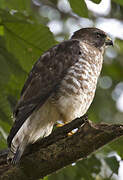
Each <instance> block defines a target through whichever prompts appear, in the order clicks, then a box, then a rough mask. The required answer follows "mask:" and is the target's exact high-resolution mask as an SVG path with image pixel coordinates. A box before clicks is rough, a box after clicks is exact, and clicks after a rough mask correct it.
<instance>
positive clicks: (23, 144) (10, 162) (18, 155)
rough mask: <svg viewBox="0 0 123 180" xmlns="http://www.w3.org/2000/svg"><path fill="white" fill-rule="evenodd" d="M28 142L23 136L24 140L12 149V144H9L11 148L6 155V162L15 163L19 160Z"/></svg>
mask: <svg viewBox="0 0 123 180" xmlns="http://www.w3.org/2000/svg"><path fill="white" fill-rule="evenodd" d="M27 144H28V140H27V138H24V140H23V141H22V142H21V143H20V144H19V146H18V147H16V149H14V151H13V145H12V144H11V148H10V150H9V153H8V156H7V162H8V163H10V164H13V165H14V164H17V163H18V162H19V160H20V159H21V156H22V155H23V152H24V150H25V148H26V146H27Z"/></svg>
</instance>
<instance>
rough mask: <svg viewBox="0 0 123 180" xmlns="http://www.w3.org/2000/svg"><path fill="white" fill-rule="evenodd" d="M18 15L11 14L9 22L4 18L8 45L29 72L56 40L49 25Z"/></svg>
mask: <svg viewBox="0 0 123 180" xmlns="http://www.w3.org/2000/svg"><path fill="white" fill-rule="evenodd" d="M18 16H19V15H18ZM18 16H16V15H15V16H14V17H13V16H9V22H8V21H7V19H5V17H4V19H3V25H4V30H5V38H6V45H7V48H8V51H9V52H11V53H12V54H13V55H14V56H15V58H17V59H18V60H19V64H20V65H21V66H22V68H23V69H24V70H25V71H26V72H29V71H30V70H31V68H32V65H33V64H34V62H35V61H36V60H37V59H38V58H39V57H40V55H41V54H42V53H43V52H44V51H46V50H47V49H49V48H50V47H52V46H53V45H54V44H56V41H55V40H54V38H53V35H52V33H51V32H50V31H49V28H48V27H46V26H44V25H42V24H37V23H35V22H32V21H31V22H29V20H25V19H23V18H21V17H18ZM15 21H16V22H15Z"/></svg>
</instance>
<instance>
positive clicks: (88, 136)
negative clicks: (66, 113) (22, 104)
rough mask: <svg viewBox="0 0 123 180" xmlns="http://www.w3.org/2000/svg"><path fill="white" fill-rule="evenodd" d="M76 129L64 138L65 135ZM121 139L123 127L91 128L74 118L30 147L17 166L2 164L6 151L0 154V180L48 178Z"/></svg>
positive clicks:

_WHAT YOU WILL DO_.
Leaving the pictures out, write out every entry exactly.

_EXERCISE ANSWER_.
Each <instance> block defines a target through whichever prompts appear, in the order clicks, then a box, then a rough mask. The required answer follows "mask:" and is the target's exact high-resolution mask as an SVG path with image pixel coordinates. A box before clicks is rough, a box after clicks is exact, and clicks after a rough mask correct it.
<instance>
positive clicks: (23, 144) (10, 162) (18, 155)
rough mask: <svg viewBox="0 0 123 180" xmlns="http://www.w3.org/2000/svg"><path fill="white" fill-rule="evenodd" d="M28 142L23 136L24 140L12 149V144H9L11 148L6 155V162L15 163L19 160Z"/></svg>
mask: <svg viewBox="0 0 123 180" xmlns="http://www.w3.org/2000/svg"><path fill="white" fill-rule="evenodd" d="M27 144H28V140H27V138H24V140H23V141H22V142H21V143H20V144H19V146H18V147H16V149H14V151H13V145H12V144H11V148H10V150H9V153H8V156H7V162H8V163H10V164H13V165H14V164H17V163H18V162H19V160H20V159H21V156H22V155H23V152H24V150H25V148H26V146H27Z"/></svg>
</instance>
<instance>
rough mask: <svg viewBox="0 0 123 180" xmlns="http://www.w3.org/2000/svg"><path fill="white" fill-rule="evenodd" d="M18 15L11 14L9 22L4 18L8 45L29 72L56 40L49 25Z"/></svg>
mask: <svg viewBox="0 0 123 180" xmlns="http://www.w3.org/2000/svg"><path fill="white" fill-rule="evenodd" d="M18 16H19V15H18ZM18 16H16V15H15V16H14V17H13V16H9V22H8V21H7V19H5V17H4V19H3V25H4V30H5V38H6V45H7V48H8V51H9V52H11V53H12V54H13V55H14V56H15V58H17V59H18V60H19V64H20V65H21V66H22V68H23V69H24V70H25V71H26V72H29V71H30V70H31V68H32V65H33V64H34V62H35V61H36V60H37V59H38V58H39V57H40V55H41V54H42V53H43V52H44V51H46V50H47V49H49V48H50V47H52V46H53V45H54V44H56V41H55V40H54V38H53V35H52V33H51V32H50V31H49V28H48V27H46V26H44V25H42V24H37V23H35V22H32V21H31V22H29V20H25V19H23V18H21V17H18ZM15 21H16V22H15Z"/></svg>
</instance>
<instance>
positive clicks: (88, 136)
negative clicks: (66, 113) (22, 104)
rough mask: <svg viewBox="0 0 123 180" xmlns="http://www.w3.org/2000/svg"><path fill="white" fill-rule="evenodd" d="M76 129L64 138L65 135ZM121 139L123 127L91 128L74 118L30 147L17 166L2 164L6 151L0 154V180L48 178Z"/></svg>
positive clicks:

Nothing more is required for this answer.